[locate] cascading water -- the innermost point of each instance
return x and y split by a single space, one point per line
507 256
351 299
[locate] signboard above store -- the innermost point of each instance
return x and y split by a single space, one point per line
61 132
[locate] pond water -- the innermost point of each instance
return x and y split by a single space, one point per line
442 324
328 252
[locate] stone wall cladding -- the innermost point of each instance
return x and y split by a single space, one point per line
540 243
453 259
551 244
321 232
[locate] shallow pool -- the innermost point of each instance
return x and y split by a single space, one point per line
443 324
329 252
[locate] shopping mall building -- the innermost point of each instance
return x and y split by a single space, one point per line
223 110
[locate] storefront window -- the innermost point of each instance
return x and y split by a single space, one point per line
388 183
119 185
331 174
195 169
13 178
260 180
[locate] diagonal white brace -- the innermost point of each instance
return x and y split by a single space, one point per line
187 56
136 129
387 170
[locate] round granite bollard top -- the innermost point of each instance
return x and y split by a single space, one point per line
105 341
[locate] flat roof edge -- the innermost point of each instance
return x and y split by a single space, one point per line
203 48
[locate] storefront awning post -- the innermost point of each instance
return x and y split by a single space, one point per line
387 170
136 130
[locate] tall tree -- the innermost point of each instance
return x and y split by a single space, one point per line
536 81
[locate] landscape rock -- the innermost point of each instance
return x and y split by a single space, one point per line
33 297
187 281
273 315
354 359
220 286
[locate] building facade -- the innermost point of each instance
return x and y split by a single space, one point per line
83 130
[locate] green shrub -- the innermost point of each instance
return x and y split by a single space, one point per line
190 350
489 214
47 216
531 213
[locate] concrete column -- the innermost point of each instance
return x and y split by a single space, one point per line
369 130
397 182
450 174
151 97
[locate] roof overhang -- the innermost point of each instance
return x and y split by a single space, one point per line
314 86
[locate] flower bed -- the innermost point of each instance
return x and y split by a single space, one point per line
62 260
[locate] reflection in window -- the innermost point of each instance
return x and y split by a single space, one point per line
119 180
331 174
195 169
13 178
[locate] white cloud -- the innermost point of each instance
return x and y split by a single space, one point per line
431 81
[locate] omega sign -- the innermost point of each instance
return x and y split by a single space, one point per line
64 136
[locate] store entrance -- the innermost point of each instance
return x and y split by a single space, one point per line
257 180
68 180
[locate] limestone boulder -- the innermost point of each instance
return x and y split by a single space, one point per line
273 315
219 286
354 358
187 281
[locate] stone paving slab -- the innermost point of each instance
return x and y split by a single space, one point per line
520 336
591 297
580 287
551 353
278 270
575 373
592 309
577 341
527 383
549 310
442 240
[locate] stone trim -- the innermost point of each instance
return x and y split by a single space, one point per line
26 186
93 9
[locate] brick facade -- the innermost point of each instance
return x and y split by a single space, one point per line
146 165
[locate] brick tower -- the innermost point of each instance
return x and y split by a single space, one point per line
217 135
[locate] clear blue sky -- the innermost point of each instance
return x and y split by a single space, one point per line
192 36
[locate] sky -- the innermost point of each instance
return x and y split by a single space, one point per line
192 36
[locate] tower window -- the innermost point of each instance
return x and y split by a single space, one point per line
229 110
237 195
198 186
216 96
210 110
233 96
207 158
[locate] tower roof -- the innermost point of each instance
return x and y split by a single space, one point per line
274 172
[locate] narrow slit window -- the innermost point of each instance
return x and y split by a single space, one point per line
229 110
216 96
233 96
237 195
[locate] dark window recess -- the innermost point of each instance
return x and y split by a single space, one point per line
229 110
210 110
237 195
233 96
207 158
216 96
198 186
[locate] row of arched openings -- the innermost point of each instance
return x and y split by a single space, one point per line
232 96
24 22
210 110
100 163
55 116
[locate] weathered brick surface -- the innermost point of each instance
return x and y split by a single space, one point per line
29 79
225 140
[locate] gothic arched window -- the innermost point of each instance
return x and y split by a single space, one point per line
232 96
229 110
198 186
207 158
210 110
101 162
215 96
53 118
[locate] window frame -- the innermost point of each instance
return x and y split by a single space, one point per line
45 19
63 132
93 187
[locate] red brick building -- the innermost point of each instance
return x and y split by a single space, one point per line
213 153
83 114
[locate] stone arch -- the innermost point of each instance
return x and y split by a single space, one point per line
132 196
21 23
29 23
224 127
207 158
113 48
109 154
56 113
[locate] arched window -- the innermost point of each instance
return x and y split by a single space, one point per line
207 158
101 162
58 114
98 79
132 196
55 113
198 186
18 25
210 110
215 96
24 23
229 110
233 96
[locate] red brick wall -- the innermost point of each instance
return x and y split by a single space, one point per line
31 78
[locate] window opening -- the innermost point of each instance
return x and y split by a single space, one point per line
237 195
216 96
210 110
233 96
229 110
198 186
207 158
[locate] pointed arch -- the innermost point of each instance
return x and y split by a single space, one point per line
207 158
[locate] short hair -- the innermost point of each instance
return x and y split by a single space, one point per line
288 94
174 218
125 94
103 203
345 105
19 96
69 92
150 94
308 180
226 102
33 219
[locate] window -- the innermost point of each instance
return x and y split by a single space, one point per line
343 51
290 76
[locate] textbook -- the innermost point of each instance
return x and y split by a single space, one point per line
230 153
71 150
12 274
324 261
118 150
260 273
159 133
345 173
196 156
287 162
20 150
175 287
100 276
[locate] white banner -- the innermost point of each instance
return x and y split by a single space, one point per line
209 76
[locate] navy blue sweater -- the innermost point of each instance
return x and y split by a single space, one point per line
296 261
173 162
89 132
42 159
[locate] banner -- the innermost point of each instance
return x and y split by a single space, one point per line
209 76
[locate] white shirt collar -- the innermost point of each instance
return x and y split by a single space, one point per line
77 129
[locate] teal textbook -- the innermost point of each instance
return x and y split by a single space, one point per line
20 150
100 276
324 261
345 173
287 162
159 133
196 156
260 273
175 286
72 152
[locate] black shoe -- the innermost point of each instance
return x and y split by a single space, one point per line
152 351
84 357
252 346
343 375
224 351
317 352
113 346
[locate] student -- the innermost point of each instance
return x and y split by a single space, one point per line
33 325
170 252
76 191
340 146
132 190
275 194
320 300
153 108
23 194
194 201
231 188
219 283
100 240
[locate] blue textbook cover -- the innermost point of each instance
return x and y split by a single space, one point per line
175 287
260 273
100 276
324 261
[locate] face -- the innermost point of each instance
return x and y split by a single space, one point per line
=-=-=-=-=
▶ **Prompt**
Format every line of the entries above as a Markdown table with the columns "Row" and "Line". Number the rows and omit any blank lines.

▶ **Reply to the exercise**
| Row | Line |
|---|---|
| 1 | [locate] cascading water -- the innermost point of each instance |
| 2 | return x and y split by a single space, one point per line |
| 3 | 507 256 |
| 4 | 351 299 |
| 5 | [locate] signboard above store -- the innermost point of each instance |
| 6 | return x and y split by a single space, one point per line |
| 7 | 61 132 |
| 8 | [locate] pond water -- the innermost point of each instance |
| 9 | return x and y split by a single space, one point per line |
| 10 | 442 324 |
| 11 | 328 252 |
| 12 | [locate] stone wall cladding -- the innermost point of each instance |
| 13 | return x and y split by a single space, one point per line |
| 14 | 540 243 |
| 15 | 453 259 |
| 16 | 551 244 |
| 17 | 321 232 |
| 18 | [locate] shallow pool -- the innermost point of each instance |
| 19 | return x and y split by a single space, one point per line |
| 20 | 443 324 |
| 21 | 329 252 |
| 22 | [locate] shopping mall building -- the innermost point of each instance |
| 23 | return x and y split by a single space, one point per line |
| 24 | 223 110 |
| 25 | [locate] storefront window -- the innermost point of each instance |
| 26 | return x and y split by a single space, one point per line |
| 27 | 388 183 |
| 28 | 119 185 |
| 29 | 331 174 |
| 30 | 195 169 |
| 31 | 13 178 |
| 32 | 260 180 |
| 33 | [locate] diagonal white brace -- the innermost point of each instance |
| 34 | return x and y split by a single space, one point per line |
| 35 | 187 56 |
| 36 | 136 129 |
| 37 | 387 170 |
| 38 | [locate] round granite bollard top -- the innermost point of each instance |
| 39 | return x and y split by a single space, one point per line |
| 40 | 105 341 |
| 41 | [locate] flat roof edge -- the innermost point of each instance |
| 42 | return x and y split by a single space, one point per line |
| 43 | 203 48 |
| 44 | [locate] storefront awning post -- the innermost point of each instance |
| 45 | return x and y split by a single space, one point per line |
| 46 | 387 170 |
| 47 | 136 130 |
| 48 | [locate] tall tree -- the innermost point of each instance |
| 49 | return x and y split by a single space, one point per line |
| 50 | 536 81 |
| 51 | [locate] landscape rock -- the innermost point of each instance |
| 52 | return x and y split by a single space, one point per line |
| 53 | 33 297 |
| 54 | 187 281 |
| 55 | 273 315 |
| 56 | 354 359 |
| 57 | 220 286 |
| 58 | [locate] building facade -- the innermost point of each instance |
| 59 | return x and y split by a single space, one point per line |
| 60 | 83 130 |
| 61 | [locate] green shrub -- the innermost point of each instance |
| 62 | return x and y split by a single space, one point per line |
| 63 | 190 350 |
| 64 | 489 214 |
| 65 | 47 216 |
| 66 | 531 213 |
| 67 | [locate] concrete column -- the innermost point of each instance |
| 68 | return x and y split by a single space, one point per line |
| 69 | 369 130 |
| 70 | 397 182 |
| 71 | 450 174 |
| 72 | 151 97 |
| 73 | [locate] roof overhang -- the innermost point of each instance |
| 74 | return x and y split by a single space, one point per line |
| 75 | 314 86 |
| 76 | [locate] flower bed -- the innermost point of each instance |
| 77 | return x and y split by a single space, one point per line |
| 78 | 62 260 |
| 79 | [locate] reflection in window -- the innermost point of each instance |
| 80 | return x and y split by a single space, one point per line |
| 81 | 119 180 |
| 82 | 331 174 |
| 83 | 195 169 |
| 84 | 13 178 |
| 85 | [locate] white cloud -- the innermost point of each instance |
| 86 | return x and y split by a single space, one point per line |
| 87 | 431 81 |
| 88 | [locate] omega sign -- the innermost point of each instance |
| 89 | return x and y split by a single space, one point per line |
| 90 | 64 136 |
| 91 | [locate] store entrance -- the innermost point of each instance |
| 92 | return x and y split by a single space, one point per line |
| 93 | 257 180 |
| 94 | 68 180 |
| 95 | [locate] limestone boulder -- the innermost point of each instance |
| 96 | return x and y split by a single space, one point per line |
| 97 | 273 315 |
| 98 | 219 286 |
| 99 | 354 358 |
| 100 | 187 281 |
| 101 | [locate] stone paving slab -- the innermost point of each instance |
| 102 | return x and y split by a single space, one point per line |
| 103 | 520 336 |
| 104 | 591 297 |
| 105 | 580 287 |
| 106 | 551 353 |
| 107 | 278 270 |
| 108 | 575 373 |
| 109 | 592 309 |
| 110 | 577 341 |
| 111 | 527 383 |
| 112 | 549 310 |
| 113 | 442 240 |
| 114 | [locate] stone trim -- the innermost point of each instance |
| 115 | return x and y split by a single space, one point per line |
| 116 | 26 186 |
| 117 | 93 9 |
| 118 | [locate] brick facade -- the innermost point of each instance |
| 119 | return x and y split by a single space, one point per line |
| 120 | 146 165 |
| 121 | [locate] brick tower -- the innermost point of each instance |
| 122 | return x and y split by a single space, one point per line |
| 123 | 217 135 |
| 124 | [locate] clear blue sky -- the innermost point of each instance |
| 125 | return x and y split by a single space, one point per line |
| 126 | 192 36 |
| 127 | [locate] sky -- the innermost point of each instance |
| 128 | return x and y split by a single space, one point per line |
| 129 | 192 36 |
| 130 | [locate] tower window -- the innermost point of each instance |
| 131 | return x and y split by a single space, one point per line |
| 132 | 229 110 |
| 133 | 237 195 |
| 134 | 198 186 |
| 135 | 216 96 |
| 136 | 210 110 |
| 137 | 233 96 |
| 138 | 207 158 |
| 139 | [locate] tower roof -- the innermost point of each instance |
| 140 | return x and y split by a single space, one point per line |
| 141 | 274 172 |
| 142 | [locate] narrow slit window -- the innermost point of each instance |
| 143 | return x and y split by a single space, one point per line |
| 144 | 229 110 |
| 145 | 216 96 |
| 146 | 233 96 |
| 147 | 237 195 |
| 148 | [locate] dark window recess -- the innermost point of each instance |
| 149 | return x and y split by a single space, one point per line |
| 150 | 229 110 |
| 151 | 210 110 |
| 152 | 237 195 |
| 153 | 233 96 |
| 154 | 207 158 |
| 155 | 216 96 |
| 156 | 198 186 |
| 157 | [locate] row of arched openings -- the innermost point of each instance |
| 158 | return x and y split by a single space, one point per line |
| 159 | 232 96 |
| 160 | 24 22 |
| 161 | 210 110 |
| 162 | 100 163 |
| 163 | 55 116 |
| 164 | [locate] weathered brick surface -- the innermost point of each instance |
| 165 | return x and y split by a single space, one point per line |
| 166 | 29 79 |
| 167 | 225 140 |
| 168 | [locate] gothic arched window -- the innermost point of each instance |
| 169 | return x and y split by a single space, one point per line |
| 170 | 232 96 |
| 171 | 229 110 |
| 172 | 198 186 |
| 173 | 207 158 |
| 174 | 210 110 |
| 175 | 101 162 |
| 176 | 215 96 |
| 177 | 53 118 |
| 178 | [locate] window frame -- the innermost point of each instance |
| 179 | return x and y split by a single space, one point per line |
| 180 | 45 19 |
| 181 | 63 132 |
| 182 | 93 187 |
| 183 | [locate] red brick building -- the innermost point of each instance |
| 184 | return x and y split by a single space, one point per line |
| 185 | 213 153 |
| 186 | 83 114 |
| 187 | [locate] stone arch -- the innermost point of each instance |
| 188 | return x and y split by a single space, one point per line |
| 189 | 132 196 |
| 190 | 21 23 |
| 191 | 29 23 |
| 192 | 224 127 |
| 193 | 207 158 |
| 194 | 113 48 |
| 195 | 109 154 |
| 196 | 56 113 |
| 197 | [locate] arched window -- the innermost point of each instance |
| 198 | return x and y split by a single space, one point per line |
| 199 | 207 158 |
| 200 | 101 162 |
| 201 | 58 114 |
| 202 | 98 79 |
| 203 | 132 196 |
| 204 | 55 113 |
| 205 | 198 186 |
| 206 | 18 25 |
| 207 | 210 110 |
| 208 | 215 96 |
| 209 | 24 23 |
| 210 | 229 110 |
| 211 | 233 96 |
| 212 | [locate] red brick wall -- the innermost point of each instance |
| 213 | return x and y split by a single space, one point per line |
| 214 | 31 78 |
| 215 | [locate] window opening -- the innermost point of each instance |
| 216 | return x and y split by a single space, one point per line |
| 217 | 237 195 |
| 218 | 216 96 |
| 219 | 210 110 |
| 220 | 233 96 |
| 221 | 229 110 |
| 222 | 198 186 |
| 223 | 207 158 |
| 224 | [locate] pointed arch -- the innermost point of each instance |
| 225 | return x and y split by a single space, one point per line |
| 226 | 207 158 |
| 227 | [locate] short hair -- the innermost point of each instance |
| 228 | return x and y split by a single space, one point per line |
| 229 | 288 94 |
| 230 | 174 218 |
| 231 | 125 94 |
| 232 | 103 203 |
| 233 | 345 105 |
| 234 | 19 96 |
| 235 | 69 92 |
| 236 | 150 94 |
| 237 | 308 180 |
| 238 | 226 102 |
| 239 | 33 219 |
| 240 | [locate] window -- the innermost point of each instance |
| 241 | return x and y split by a single space, one point per line |
| 242 | 343 51 |
| 243 | 290 76 |
| 244 | [locate] textbook -- the innermost point of each instance |
| 245 | return x and y split by a single space, one point per line |
| 246 | 230 153 |
| 247 | 71 150 |
| 248 | 12 274 |
| 249 | 324 261 |
| 250 | 118 150 |
| 251 | 260 273 |
| 252 | 159 133 |
| 253 | 345 173 |
| 254 | 196 156 |
| 255 | 287 162 |
| 256 | 20 150 |
| 257 | 175 287 |
| 258 | 100 276 |
| 259 | [locate] white banner -- the innermost point of each instance |
| 260 | return x and y split by a single space, one point per line |
| 261 | 209 76 |
| 262 | [locate] navy blue sweater -- the innermost point of each instance |
| 263 | return x and y split by a single space, one point per line |
| 264 | 296 261 |
| 265 | 173 162 |
| 266 | 89 132 |
| 267 | 42 159 |
| 268 | [locate] banner -- the innermost point of each instance |
| 269 | return x and y split by a single space, one point per line |
| 270 | 209 76 |
| 271 | [locate] white shirt collar -- the innermost point of each instance |
| 272 | return x and y split by a single space, one point per line |
| 273 | 77 129 |
| 274 | [locate] teal textbook -- the innermost point of each instance |
| 275 | return x and y split by a single space, one point per line |
| 276 | 20 150 |
| 277 | 100 276 |
| 278 | 324 261 |
| 279 | 345 173 |
| 280 | 287 162 |
| 281 | 159 133 |
| 282 | 196 156 |
| 283 | 260 273 |
| 284 | 175 286 |
| 285 | 72 152 |
| 286 | [locate] black shoe -- the innermost point of each instance |
| 287 | return x and y split by a single space, one point per line |
| 288 | 152 351 |
| 289 | 84 357 |
| 290 | 252 346 |
| 291 | 343 375 |
| 292 | 224 351 |
| 293 | 317 352 |
| 294 | 113 346 |
| 295 | [locate] student -- the innermost point of each instance |
| 296 | return x and y split by a single space, one point per line |
| 297 | 33 325 |
| 298 | 170 252 |
| 299 | 76 191 |
| 300 | 340 146 |
| 301 | 132 190 |
| 302 | 275 194 |
| 303 | 320 300 |
| 304 | 153 108 |
| 305 | 23 194 |
| 306 | 194 201 |
| 307 | 231 188 |
| 308 | 219 283 |
| 309 | 100 240 |
| 310 | [locate] blue textbook cover -- the innermost point of each instance |
| 311 | return x and y split by a single space, one point per line |
| 312 | 175 287 |
| 313 | 260 273 |
| 314 | 100 276 |
| 315 | 324 261 |
| 316 | [locate] face -- the innermost point of each instance |
| 317 | return x and y split by a single space, one point per line |